EXERCISE AIM:
Render every line of the material below as a JSON list of strings, one string per line, and leave out the blank lines.

[START RAW RECORDS]

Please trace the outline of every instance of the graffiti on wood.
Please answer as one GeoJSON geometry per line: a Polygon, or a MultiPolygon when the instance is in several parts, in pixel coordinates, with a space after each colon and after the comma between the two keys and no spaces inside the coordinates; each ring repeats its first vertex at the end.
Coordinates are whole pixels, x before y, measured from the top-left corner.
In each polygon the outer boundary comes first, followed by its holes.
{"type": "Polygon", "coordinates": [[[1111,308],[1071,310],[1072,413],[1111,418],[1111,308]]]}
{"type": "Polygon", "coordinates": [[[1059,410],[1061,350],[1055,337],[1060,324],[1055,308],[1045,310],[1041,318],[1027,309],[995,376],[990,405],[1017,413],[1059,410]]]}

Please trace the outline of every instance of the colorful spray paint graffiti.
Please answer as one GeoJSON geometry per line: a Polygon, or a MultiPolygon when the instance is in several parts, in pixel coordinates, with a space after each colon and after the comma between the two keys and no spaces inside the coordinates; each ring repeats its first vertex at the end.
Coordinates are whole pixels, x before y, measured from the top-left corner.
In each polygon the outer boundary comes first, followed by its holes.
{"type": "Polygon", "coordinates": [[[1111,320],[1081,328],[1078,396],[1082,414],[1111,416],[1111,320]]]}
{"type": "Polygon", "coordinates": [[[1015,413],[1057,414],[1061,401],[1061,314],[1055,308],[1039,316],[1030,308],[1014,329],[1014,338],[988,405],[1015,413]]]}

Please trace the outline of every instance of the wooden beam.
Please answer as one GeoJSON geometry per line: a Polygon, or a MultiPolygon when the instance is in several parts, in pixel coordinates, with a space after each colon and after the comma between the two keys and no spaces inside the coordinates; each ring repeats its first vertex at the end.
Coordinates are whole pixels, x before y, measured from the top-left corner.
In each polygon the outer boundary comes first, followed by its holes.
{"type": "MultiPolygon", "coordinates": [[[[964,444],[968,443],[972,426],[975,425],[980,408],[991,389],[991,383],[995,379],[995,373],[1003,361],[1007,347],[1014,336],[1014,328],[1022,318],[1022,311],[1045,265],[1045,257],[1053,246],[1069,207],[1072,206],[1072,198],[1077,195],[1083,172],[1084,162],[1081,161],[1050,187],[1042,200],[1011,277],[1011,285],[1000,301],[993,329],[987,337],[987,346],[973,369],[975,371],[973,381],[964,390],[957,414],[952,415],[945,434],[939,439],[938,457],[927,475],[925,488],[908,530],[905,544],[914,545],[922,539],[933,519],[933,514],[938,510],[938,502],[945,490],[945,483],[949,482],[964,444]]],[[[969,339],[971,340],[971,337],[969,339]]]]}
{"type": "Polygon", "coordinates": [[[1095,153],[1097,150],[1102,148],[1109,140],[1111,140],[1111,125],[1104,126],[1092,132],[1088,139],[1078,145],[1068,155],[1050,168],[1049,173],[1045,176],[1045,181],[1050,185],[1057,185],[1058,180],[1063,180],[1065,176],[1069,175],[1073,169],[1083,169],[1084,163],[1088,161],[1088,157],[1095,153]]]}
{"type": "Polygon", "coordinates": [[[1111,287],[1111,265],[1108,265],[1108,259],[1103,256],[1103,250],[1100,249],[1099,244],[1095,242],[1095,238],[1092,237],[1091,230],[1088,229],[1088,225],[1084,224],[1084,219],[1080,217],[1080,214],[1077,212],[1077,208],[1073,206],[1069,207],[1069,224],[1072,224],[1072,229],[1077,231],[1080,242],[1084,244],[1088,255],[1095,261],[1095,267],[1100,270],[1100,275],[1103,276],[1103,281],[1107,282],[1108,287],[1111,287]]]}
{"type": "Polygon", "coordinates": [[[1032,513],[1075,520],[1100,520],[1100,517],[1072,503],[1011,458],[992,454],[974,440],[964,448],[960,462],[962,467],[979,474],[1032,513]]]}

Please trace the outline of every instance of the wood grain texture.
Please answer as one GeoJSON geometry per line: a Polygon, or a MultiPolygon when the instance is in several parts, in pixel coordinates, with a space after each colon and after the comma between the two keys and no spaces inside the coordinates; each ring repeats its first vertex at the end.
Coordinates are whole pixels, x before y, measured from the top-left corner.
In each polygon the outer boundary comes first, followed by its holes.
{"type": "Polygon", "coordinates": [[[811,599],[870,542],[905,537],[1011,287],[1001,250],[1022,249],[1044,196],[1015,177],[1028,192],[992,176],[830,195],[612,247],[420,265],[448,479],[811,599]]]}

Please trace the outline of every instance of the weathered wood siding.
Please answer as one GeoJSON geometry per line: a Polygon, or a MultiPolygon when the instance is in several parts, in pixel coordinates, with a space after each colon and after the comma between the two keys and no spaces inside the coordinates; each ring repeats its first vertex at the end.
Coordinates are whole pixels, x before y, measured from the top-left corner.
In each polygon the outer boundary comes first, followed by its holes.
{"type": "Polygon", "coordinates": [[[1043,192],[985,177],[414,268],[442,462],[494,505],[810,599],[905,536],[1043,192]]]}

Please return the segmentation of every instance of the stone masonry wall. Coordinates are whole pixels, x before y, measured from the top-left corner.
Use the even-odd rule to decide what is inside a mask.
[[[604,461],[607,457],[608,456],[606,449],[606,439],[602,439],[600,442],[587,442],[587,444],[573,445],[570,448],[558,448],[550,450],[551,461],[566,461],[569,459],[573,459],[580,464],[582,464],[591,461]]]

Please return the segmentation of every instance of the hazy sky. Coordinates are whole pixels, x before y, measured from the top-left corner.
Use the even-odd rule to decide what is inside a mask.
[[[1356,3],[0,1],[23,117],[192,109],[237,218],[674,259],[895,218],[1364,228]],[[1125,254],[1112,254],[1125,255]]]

[END RAW RECORDS]

EXERCISE OUTPUT:
[
  "Please trace the outline of every instance of the graffiti on wood.",
  "Please answer as one GeoJSON geometry per line: a Polygon, or a MultiPolygon when the instance is in several parts, in pixel coordinates, with a space after each colon and after the comma between the two keys and no spaces inside the coordinates; each ring repeats its first vertex at the end.",
  "Coordinates are whole pixels, x before y, measured from the top-left corner.",
  "In each polygon the outer boundary comes first, followed by its holes.",
  "{\"type\": \"Polygon\", \"coordinates\": [[[1111,308],[1071,310],[1072,413],[1111,418],[1111,308]]]}",
  "{\"type\": \"Polygon\", \"coordinates\": [[[1059,410],[1061,350],[1055,337],[1060,324],[1055,308],[1045,310],[1041,318],[1027,309],[995,376],[990,405],[1017,413],[1059,410]]]}",
  "Please trace the outline of every instance of the colorful spray paint graffiti.",
  "Please answer as one GeoJSON geometry per line: a Polygon, or a MultiPolygon when the instance is in several parts, in pixel coordinates, with a space after each colon and after the comma between the two keys and no spaces inside the coordinates; each ring repeats its first vertex at the end.",
  "Coordinates are whole pixels, x before y, measured from the top-left corner.",
  "In each polygon the outer boundary comes first, followed by its holes.",
  "{\"type\": \"Polygon\", \"coordinates\": [[[1111,320],[1081,328],[1078,396],[1082,414],[1111,416],[1111,320]]]}",
  "{\"type\": \"Polygon\", \"coordinates\": [[[1015,413],[1057,414],[1061,401],[1061,314],[1055,308],[1039,316],[1030,308],[1014,329],[1014,338],[988,405],[1015,413]]]}",
  "Please trace the outline of every instance of the wooden beam.",
  "Please answer as one GeoJSON geometry per line: a Polygon, or a MultiPolygon when the instance is in several parts, in pixel coordinates, with a space after each colon and after the comma between the two keys and no spaces inside the coordinates; each ring repeats its first vertex at the end.",
  "Coordinates are whole pixels, x before y, measured from the top-left corner.",
  "In each polygon the outer boundary comes first, followed by its holes.",
  "{\"type\": \"MultiPolygon\", \"coordinates\": [[[[964,444],[968,443],[972,426],[975,425],[980,408],[991,389],[991,383],[995,379],[995,373],[1003,361],[1007,347],[1014,336],[1014,328],[1022,318],[1022,311],[1045,265],[1045,257],[1053,246],[1069,207],[1072,206],[1072,198],[1077,195],[1083,172],[1084,162],[1081,161],[1050,187],[1042,200],[1011,277],[1011,285],[1000,301],[993,329],[987,337],[987,346],[973,369],[975,371],[973,381],[964,390],[957,414],[952,415],[945,434],[939,439],[938,457],[927,475],[925,488],[908,530],[905,544],[914,545],[922,539],[933,519],[933,514],[938,510],[938,502],[945,490],[945,483],[949,482],[964,444]]],[[[969,339],[971,340],[971,337],[969,339]]]]}",
  "{\"type\": \"Polygon\", \"coordinates\": [[[1095,153],[1097,150],[1102,148],[1109,140],[1111,140],[1111,125],[1104,126],[1092,132],[1088,139],[1078,145],[1068,155],[1050,168],[1049,173],[1045,176],[1045,181],[1050,185],[1057,185],[1058,180],[1063,180],[1065,176],[1069,175],[1073,169],[1083,169],[1084,163],[1088,161],[1088,157],[1095,153]]]}",
  "{\"type\": \"Polygon\", \"coordinates\": [[[1111,287],[1111,265],[1108,265],[1108,259],[1103,256],[1103,250],[1100,249],[1099,244],[1095,242],[1095,238],[1092,237],[1091,230],[1088,229],[1088,225],[1084,224],[1084,219],[1080,217],[1080,214],[1077,212],[1077,208],[1073,206],[1069,207],[1069,224],[1072,224],[1072,229],[1077,231],[1080,242],[1084,244],[1088,255],[1095,261],[1095,267],[1100,270],[1100,275],[1103,276],[1103,281],[1107,282],[1108,287],[1111,287]]]}",
  "{\"type\": \"Polygon\", \"coordinates\": [[[1032,513],[1075,520],[1100,520],[1100,517],[1072,503],[1011,458],[992,454],[974,440],[964,448],[960,462],[962,467],[979,474],[1032,513]]]}",
  "Please trace the outline of every instance of the wood grain texture.",
  "Please answer as one GeoJSON geometry per line: a Polygon, or a MultiPolygon when the instance is in several parts, in pixel coordinates, with a space after each colon and after the comma between the two keys and no spaces inside the coordinates; each ring repeats its first vertex at the end.",
  "Coordinates are whole pixels, x before y, measured from the top-left corner.",
  "In each polygon the outer boundary comes first, followed by its holes.",
  "{\"type\": \"Polygon\", \"coordinates\": [[[811,599],[870,542],[905,537],[1011,287],[1001,250],[1022,249],[1044,196],[1015,177],[1028,192],[992,176],[830,195],[612,247],[420,265],[448,479],[811,599]]]}",
  "Please trace the outline of every instance of the weathered wood siding.",
  "Please answer as one GeoJSON geometry per line: a Polygon, or a MultiPolygon when the instance is in several parts, in pixel coordinates, with a space after each colon and after the comma between the two keys and no spaces inside the coordinates; each ring repeats its first vertex at the end.",
  "Coordinates are whole pixels, x before y, measured from the top-left corner.",
  "In each polygon the outer boundary comes first, followed by its holes.",
  "{\"type\": \"Polygon\", \"coordinates\": [[[1043,192],[985,177],[414,268],[442,462],[494,505],[810,599],[905,536],[1043,192]]]}",
  "Please return the segmentation of every instance of the stone masonry wall. Coordinates are whole pixels, x before y, measured from the top-left corner.",
  "Use the even-odd rule to decide what is inside a mask.",
  "[[[604,461],[607,457],[608,456],[606,449],[606,439],[602,439],[600,442],[587,442],[587,444],[573,445],[570,448],[558,448],[550,450],[551,461],[566,461],[569,459],[573,459],[580,464],[582,464],[591,461]]]",
  "Please return the segmentation of every instance of the hazy sky. Coordinates are whole pixels, x before y, measured from the top-left corner.",
  "Use the even-odd rule to decide what is inside a mask.",
  "[[[1356,3],[0,1],[23,117],[192,109],[237,218],[674,259],[895,218],[1364,228]],[[1125,254],[1112,254],[1125,255]]]"
]